TEXTO PARA ANÁLISE »
------------------------

Aumento das transaminases (ALT e AST)


A elevação das transaminases é muitas vezes associada à inflamação e degeneração hepática. No entanto, é bom lembrar que também o músculo produz ALT e AST, que extravasam quando o músculo é agredido e são gerados microtraumas que permeabilizam a membrana. Uma resposta normal à actividade física. Após um treino intenso a ALT e AST podem subir ligeiramente por um período de até 6 dias. Apresentar uma AST ou ALT de 60 ou 70 U/L não é por si indicador de dano hepático num atleta. Mas valores >100 U/L muito dificilmente serão atingidos por outras causas que não essa. A magnitude da elevação e contextualização com o treino devem ser tidos em conta na interpretação dos valores analíticos.


Sabemos também que a ALT e AST são enzimas indutíveis pelo consumo proteico. A sua expressão sobe com o aumento da ingestão proteica de forma a garantir uma metabolização mais eficiente. A ALT intervém na gluconeogénese, processo estimulado com um elevado consumo proteico. A AST é importante no ciclo da ureia que permite eliminar a amónia tóxica gerada no metabolismo dos aminoácidos. Como tal, um consumo proteico elevado, com ou sem suplementação, leva a uma resposta adaptativa que passa por uma maior expressão destas enzimas e níveis séricos basais superiores à norma. E a verdade é que a whey se torna particularmente propícia devido à hiperaminoacidémia induzida e à sua elevada taxa de metabolização hepática com alocação de aminoácidos para oxidação. Suplementando, ou com consumos proteicos elevados, são de esperar valores de AST e ALT acima da norma, mas inferiores ao considerado uma hipertransaminemia de relevância clínica.


Elevação da ureia


Indo ao encontro do que falámos no ponto anterior, um aumento do aporte proteico acima da necessidade absoluta leva a um aumento da produção de ureia na eliminação dos resíduos da metabolização dos aminoácidos. E daí é natural que no contexto de uma dieta hiperproteica possamos encontrar valores de ureia próximos do topo da faixa de normalidade ou até um pouco acima dela sem qualquer disfunção renal associada. O valor de equilíbrio é que alterou. A redução do aporte proteico ou o aumento do consumo de hidratos de carbono levarão à normalização rápida dos valores. Estes últimos por pouparem proteína da oxidação via neoglucogénese.

------------------------

CONJUNTO DE TAREFAS »
• a. Reescreva a passagem do texto para análise que começa em "Elevação da ureia" e termina em "oxidação via neoglucogénese.", trocando "aporte proteico" por "consumo de proteína".
• b. De acordo com o texto para análise, durante quanto tempo a ALT e a AST podem subir ligeiramente após um treino intenso?
Recorra unicamente ao texto para análise.

------------------------

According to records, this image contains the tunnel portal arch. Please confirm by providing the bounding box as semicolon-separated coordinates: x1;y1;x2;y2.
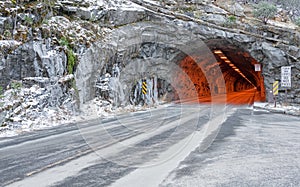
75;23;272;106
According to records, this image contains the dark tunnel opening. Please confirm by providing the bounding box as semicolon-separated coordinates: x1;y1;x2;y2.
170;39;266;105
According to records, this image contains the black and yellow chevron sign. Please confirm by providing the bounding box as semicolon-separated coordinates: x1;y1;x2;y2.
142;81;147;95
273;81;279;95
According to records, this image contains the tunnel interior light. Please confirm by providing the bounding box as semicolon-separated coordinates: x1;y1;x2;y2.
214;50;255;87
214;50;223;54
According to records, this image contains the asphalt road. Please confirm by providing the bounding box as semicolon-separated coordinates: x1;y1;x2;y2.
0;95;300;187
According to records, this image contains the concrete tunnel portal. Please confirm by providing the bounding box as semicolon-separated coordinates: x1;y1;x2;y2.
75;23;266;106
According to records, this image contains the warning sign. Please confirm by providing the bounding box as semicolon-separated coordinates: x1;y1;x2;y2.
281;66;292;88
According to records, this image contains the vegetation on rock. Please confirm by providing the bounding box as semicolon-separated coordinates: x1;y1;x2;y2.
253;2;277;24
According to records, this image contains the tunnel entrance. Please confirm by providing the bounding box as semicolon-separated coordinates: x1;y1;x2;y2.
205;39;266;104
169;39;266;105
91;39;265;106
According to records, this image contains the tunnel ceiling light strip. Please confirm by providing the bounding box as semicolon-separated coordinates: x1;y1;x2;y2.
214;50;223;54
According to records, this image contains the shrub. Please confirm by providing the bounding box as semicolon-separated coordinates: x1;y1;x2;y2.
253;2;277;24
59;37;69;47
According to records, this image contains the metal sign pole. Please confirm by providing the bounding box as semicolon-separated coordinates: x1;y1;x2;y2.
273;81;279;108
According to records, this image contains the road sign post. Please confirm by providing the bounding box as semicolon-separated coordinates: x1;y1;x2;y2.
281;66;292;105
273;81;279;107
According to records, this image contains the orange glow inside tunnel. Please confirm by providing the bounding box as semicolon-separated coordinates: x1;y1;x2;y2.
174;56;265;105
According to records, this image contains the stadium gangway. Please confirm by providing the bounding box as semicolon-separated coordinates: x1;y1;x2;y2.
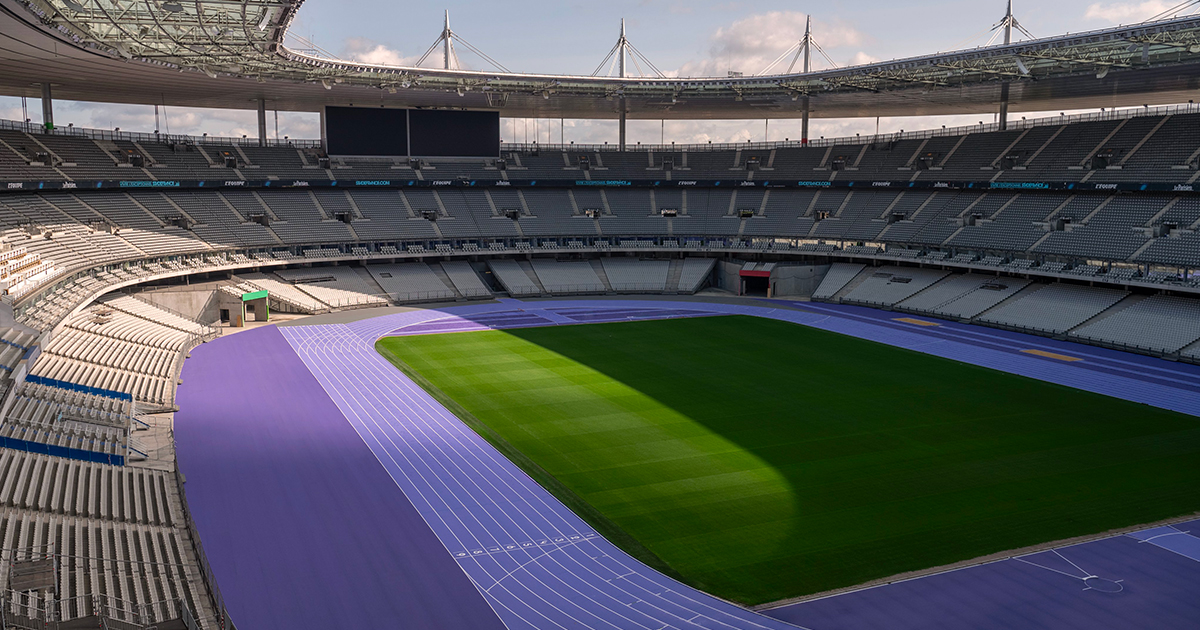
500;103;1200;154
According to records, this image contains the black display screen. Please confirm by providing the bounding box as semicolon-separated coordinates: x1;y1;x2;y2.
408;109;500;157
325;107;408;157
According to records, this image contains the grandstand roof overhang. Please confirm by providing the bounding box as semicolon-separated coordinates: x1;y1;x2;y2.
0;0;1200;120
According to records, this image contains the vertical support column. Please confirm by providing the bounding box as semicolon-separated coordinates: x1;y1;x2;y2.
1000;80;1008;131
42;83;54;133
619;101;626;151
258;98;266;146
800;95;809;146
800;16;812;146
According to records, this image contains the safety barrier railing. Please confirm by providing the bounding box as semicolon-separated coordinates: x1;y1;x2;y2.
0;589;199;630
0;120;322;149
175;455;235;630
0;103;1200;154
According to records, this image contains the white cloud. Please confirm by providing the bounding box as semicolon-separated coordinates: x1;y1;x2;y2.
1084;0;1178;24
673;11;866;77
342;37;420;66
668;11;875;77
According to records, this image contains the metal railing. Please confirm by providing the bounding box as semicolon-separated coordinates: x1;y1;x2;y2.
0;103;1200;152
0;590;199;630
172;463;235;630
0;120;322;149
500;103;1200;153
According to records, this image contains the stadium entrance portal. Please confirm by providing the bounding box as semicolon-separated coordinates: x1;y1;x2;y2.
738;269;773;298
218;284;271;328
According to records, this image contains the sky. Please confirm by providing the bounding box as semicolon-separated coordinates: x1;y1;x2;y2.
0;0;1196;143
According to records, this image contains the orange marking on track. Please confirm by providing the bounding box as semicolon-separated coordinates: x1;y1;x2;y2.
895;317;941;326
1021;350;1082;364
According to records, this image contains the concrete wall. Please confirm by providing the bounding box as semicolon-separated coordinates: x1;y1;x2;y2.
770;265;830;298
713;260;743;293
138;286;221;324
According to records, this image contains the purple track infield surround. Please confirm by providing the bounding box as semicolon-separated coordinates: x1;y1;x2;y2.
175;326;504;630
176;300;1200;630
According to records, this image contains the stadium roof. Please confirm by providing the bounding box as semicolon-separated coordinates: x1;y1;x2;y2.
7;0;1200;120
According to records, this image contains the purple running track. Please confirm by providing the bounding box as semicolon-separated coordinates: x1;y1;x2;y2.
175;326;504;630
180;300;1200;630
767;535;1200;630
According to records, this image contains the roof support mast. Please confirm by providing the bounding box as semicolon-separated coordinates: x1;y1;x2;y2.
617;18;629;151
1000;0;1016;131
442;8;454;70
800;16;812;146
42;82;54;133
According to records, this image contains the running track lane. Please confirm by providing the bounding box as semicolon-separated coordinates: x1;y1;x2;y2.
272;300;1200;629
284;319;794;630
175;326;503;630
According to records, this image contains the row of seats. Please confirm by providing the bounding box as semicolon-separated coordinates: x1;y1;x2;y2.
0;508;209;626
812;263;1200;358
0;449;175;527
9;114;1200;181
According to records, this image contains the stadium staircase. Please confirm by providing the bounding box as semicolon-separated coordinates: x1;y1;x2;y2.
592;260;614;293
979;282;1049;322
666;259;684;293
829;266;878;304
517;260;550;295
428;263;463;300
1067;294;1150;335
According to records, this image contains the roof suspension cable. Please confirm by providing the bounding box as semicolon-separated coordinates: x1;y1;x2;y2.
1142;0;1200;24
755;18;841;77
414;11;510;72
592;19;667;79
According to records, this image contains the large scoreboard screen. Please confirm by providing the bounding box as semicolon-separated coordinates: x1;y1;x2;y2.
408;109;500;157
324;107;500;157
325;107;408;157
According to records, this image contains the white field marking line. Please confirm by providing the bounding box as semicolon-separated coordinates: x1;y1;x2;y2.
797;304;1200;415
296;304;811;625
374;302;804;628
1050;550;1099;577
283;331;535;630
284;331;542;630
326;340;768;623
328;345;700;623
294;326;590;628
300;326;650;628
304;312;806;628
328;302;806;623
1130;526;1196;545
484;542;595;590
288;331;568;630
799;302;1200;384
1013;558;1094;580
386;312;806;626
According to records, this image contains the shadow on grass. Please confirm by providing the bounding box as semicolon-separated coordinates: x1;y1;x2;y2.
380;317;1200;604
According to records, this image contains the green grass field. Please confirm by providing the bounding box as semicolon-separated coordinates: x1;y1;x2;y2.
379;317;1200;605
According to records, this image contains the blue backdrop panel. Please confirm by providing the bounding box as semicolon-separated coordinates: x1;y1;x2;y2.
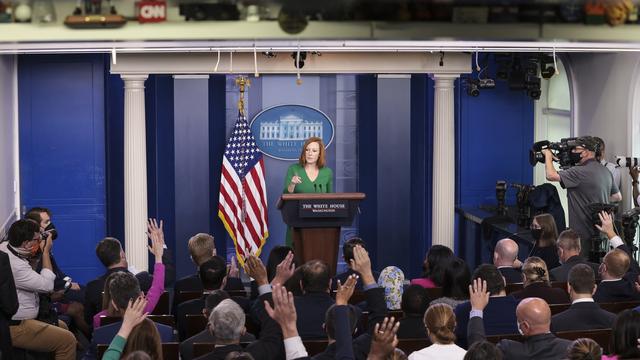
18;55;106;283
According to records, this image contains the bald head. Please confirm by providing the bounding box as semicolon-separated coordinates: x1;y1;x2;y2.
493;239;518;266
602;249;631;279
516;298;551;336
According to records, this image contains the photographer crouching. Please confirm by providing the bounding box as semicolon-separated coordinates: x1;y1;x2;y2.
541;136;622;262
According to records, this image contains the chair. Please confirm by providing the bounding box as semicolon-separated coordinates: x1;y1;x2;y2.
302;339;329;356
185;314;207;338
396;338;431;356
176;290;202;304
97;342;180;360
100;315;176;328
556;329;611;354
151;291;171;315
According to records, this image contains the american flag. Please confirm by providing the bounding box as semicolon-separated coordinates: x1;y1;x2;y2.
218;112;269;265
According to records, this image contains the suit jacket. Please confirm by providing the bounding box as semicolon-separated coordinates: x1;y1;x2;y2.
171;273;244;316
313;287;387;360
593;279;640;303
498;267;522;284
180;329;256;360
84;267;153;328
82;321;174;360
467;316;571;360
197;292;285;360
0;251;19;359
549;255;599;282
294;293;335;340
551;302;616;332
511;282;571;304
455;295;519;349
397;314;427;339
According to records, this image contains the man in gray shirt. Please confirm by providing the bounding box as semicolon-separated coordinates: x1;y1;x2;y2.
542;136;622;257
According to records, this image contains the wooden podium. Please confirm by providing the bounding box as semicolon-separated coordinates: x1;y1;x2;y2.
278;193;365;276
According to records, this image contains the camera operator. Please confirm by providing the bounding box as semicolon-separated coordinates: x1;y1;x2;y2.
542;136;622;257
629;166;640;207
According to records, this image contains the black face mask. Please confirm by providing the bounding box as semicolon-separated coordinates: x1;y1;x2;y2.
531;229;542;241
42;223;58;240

------------------------

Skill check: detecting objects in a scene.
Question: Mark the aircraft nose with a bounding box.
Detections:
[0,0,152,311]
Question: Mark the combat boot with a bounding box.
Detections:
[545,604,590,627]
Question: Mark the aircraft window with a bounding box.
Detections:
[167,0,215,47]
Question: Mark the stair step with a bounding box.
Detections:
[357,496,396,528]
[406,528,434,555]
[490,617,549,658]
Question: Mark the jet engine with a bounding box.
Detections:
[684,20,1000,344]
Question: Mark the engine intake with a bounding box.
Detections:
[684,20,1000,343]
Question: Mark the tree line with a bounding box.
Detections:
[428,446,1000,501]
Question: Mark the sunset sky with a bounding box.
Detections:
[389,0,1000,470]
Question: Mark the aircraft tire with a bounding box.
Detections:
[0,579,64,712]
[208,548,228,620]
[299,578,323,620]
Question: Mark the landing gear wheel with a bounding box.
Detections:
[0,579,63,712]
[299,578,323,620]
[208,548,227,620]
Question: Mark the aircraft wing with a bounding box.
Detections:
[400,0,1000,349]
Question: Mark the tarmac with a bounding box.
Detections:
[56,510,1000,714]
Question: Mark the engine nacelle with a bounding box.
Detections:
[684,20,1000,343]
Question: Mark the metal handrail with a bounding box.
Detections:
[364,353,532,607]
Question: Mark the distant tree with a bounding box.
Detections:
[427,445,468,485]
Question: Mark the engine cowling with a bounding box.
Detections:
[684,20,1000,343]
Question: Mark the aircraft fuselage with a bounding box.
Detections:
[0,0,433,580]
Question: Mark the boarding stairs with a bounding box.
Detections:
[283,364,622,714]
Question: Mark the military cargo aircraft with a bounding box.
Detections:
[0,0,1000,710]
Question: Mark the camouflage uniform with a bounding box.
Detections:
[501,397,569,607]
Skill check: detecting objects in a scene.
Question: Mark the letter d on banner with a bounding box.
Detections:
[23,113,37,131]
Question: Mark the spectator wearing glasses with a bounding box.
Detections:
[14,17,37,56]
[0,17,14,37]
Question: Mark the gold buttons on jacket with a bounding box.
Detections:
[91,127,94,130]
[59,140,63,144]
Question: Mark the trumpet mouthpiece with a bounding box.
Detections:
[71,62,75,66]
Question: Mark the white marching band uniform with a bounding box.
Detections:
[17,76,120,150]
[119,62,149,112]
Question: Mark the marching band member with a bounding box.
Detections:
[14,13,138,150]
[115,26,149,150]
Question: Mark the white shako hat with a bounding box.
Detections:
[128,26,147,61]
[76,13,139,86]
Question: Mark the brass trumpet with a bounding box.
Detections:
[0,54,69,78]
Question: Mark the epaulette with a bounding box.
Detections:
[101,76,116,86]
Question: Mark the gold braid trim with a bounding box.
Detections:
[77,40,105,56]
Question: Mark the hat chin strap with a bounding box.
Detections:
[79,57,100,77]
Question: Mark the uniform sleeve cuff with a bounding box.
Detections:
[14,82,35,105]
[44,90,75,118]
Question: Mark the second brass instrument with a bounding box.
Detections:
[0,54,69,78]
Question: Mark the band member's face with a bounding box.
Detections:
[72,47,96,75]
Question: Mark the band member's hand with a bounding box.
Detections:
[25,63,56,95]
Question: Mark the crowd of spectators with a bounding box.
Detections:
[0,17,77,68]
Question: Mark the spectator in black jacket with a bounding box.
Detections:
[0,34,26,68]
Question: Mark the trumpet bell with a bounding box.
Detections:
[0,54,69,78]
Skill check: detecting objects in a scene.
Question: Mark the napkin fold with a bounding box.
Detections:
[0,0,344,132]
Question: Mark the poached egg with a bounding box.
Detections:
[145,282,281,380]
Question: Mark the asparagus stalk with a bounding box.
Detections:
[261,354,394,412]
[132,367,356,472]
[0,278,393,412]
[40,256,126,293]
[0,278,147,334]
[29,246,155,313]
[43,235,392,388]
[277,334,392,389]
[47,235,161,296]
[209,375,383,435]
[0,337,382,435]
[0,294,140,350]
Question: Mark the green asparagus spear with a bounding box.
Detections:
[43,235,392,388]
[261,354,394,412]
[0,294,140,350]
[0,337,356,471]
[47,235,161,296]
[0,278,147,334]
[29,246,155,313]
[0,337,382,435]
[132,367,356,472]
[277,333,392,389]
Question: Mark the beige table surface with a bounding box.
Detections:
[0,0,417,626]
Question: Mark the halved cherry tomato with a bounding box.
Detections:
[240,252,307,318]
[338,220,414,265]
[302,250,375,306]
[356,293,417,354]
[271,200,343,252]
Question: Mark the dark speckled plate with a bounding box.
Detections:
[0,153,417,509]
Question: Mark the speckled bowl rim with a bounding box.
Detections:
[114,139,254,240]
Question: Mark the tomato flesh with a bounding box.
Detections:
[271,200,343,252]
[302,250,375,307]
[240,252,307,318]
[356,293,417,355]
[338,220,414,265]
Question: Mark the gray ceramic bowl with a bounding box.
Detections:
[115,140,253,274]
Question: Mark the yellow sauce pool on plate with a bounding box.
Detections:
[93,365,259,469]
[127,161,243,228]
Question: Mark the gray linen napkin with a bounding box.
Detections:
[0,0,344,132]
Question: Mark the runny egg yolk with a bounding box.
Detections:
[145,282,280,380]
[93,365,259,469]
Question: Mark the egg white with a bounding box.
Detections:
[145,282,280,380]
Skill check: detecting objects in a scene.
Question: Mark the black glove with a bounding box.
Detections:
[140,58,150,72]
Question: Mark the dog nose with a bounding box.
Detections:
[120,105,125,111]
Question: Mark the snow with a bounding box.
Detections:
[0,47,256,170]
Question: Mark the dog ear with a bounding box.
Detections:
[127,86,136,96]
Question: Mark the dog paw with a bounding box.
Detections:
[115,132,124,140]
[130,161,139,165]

------------------------

SOLUÇÕES POR TAREFA »
• a.
Elevação da ureia


Indo ao encontro do que falámos no ponto anterior, um aumento do consumo de proteína acima da necessidade absoluta leva a um aumento da produção de ureia na eliminação dos resíduos da metabolização dos aminoácidos. E daí é natural que no contexto de uma dieta hiperproteica possamos encontrar valores de ureia próximos do topo da faixa de normalidade ou até um pouco acima dela sem qualquer disfunção renal associada. O valor de equilíbrio é que alterou. A redução do consumo de proteína ou o aumento do consumo de hidratos de carbono levarão à normalização rápida dos valores. Estes últimos por pouparem proteína da oxidação via neoglucogénese.

• b. Por um período de até 6 dias.